EXTRACT TO READ:
= = =

A WELSH historian is hoping to solve the "political murder" of one of the most advanced submarines of its time, 70 years after the clandestine event at a Welsh port.

The X1, a triumph of British naval engineering, would have been a major force in the Second World War, according to Roger Cook, from Swansea.

But it was dismantled unceremoniously off the Pembrokeshire coast before the conflict even got under way.

Mr Cook, who has become fascinated by the history and demise of the X1, on which he is writing a book, is now hoping people from the Milford Haven area may still be able to offer clues.

He says he has discovered that, despite its size and awesome firepower, politicians were always a much bigger threat to the craft's survival than a depth charge could ever be.

The huge vessel was as big a political embarrassment to the UK's diplomats as it could have been a destroyer of enemy convoys.

Mr Cook, from Sketty, said, "It was too good for its own good.

"It was exactly the sort of thing that everybody had just agreed not to build so the Government at the time was never its biggest fan."

According to Mr Cook, who has recently moved to north-east France to work as a historical tour guide, the mystery began some time after the First World War when the so-called civilised countries were desperate to put the brakes on arms races.

Nations were finding military costs growing out of control.

A reduction in the construction of huge battleships was a major issue in diplomatic deals made at the time.

The destructive capability and massive cost of building them meant they were obvious targets.

Britain signed up to the Washington disarmament treaty, as did all the victorious forces after 1918.

But what UK leaders kept under their hats were details of the Admiralty's latest project.

While submarines were not altogether banned by the treaty, their use against merchant ships was - and it was for just this deadly purpose the X1 had been crafted.

It was armed well enough to take on any warships protecting merchant convoys, before catching and sinking the convoys themselves.

No surprise, perhaps, to find that, after her secret launch in 1923, the Government was forced to take a national newspaper to court over pictures of the new craft.

The blurred photos meant all copies of the paper were seized, as the Government barely managed to keep it under wraps. And it was decommissioned in Milford Haven in 1936, dismantled and largely forgotten by the time global conflict broke out again in 1939. Mr Cook believes it would have been a valuable weapon against the Nazis but the timing was all wrong for the British Government.

"(In the early 1930s) they had just agreed this disarmament treaty and what they did was to go and build the biggest sub in the world," said Mr Cook.

= = =

(Point notes for photos)
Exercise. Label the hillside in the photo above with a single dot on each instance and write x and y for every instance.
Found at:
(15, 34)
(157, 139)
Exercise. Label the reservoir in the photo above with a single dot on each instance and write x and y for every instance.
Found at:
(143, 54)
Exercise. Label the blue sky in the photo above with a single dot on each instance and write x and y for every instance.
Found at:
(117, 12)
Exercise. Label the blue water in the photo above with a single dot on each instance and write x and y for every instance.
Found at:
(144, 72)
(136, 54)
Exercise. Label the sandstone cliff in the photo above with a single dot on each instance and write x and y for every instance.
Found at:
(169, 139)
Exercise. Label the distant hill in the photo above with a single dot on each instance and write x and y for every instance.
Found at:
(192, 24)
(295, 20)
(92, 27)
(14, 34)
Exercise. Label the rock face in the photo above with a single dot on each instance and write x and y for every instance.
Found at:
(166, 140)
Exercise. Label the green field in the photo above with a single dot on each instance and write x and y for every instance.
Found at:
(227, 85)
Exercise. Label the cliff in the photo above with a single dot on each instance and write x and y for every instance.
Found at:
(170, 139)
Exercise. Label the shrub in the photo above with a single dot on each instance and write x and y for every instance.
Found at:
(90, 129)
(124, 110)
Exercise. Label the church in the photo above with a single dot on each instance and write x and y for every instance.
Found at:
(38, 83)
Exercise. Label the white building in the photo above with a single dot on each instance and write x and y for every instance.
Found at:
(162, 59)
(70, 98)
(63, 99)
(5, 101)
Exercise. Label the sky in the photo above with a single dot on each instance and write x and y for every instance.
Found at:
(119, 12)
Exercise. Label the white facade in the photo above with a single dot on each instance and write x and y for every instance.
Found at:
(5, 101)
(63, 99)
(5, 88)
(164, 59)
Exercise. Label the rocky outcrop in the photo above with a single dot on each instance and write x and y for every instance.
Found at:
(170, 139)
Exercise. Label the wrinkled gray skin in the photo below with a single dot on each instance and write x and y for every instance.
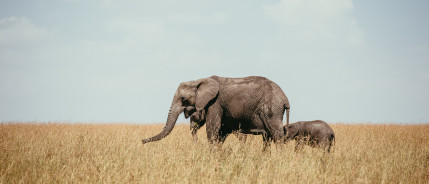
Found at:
(250, 105)
(315, 133)
(197, 120)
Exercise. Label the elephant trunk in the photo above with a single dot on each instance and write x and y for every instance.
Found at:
(173, 114)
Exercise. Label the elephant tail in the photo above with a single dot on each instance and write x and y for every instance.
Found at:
(287, 108)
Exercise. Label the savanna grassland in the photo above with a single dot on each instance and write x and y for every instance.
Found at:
(113, 153)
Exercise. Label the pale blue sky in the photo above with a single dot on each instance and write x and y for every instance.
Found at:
(121, 61)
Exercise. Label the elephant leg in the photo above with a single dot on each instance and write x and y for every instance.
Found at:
(213, 123)
(222, 136)
(194, 134)
(298, 145)
(274, 128)
(242, 137)
(267, 141)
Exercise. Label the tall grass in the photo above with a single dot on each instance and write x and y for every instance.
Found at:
(113, 153)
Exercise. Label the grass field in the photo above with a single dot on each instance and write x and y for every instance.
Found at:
(113, 153)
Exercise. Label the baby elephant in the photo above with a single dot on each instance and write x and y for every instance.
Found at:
(314, 133)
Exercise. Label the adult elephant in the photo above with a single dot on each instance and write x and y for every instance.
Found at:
(251, 105)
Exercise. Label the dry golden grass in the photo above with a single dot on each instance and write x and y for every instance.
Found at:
(113, 153)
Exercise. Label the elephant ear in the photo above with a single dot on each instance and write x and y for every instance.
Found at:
(207, 89)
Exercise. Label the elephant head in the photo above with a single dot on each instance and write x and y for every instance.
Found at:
(190, 97)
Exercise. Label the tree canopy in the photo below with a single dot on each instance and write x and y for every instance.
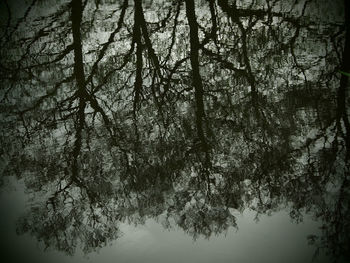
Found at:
(183, 110)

= = =

TASK DETAILS:
Decide whether each statement agrees with the article about the X1 submarine, answering yes or no and quoting the words from the article that settle it.
1. The X1 was launched in secret in 1923.
2. The Washington treaty banned submarines altogether.
3. The X1 was decommissioned in Milford Haven in 1939.

COMPLETED TASK:
1. Yes: "after her secret launch in 1923"
2. No: "While submarines were not altogether banned by the treaty, their use against merchant ships was"
3. No: "it was decommissioned in Milford Haven in 1936"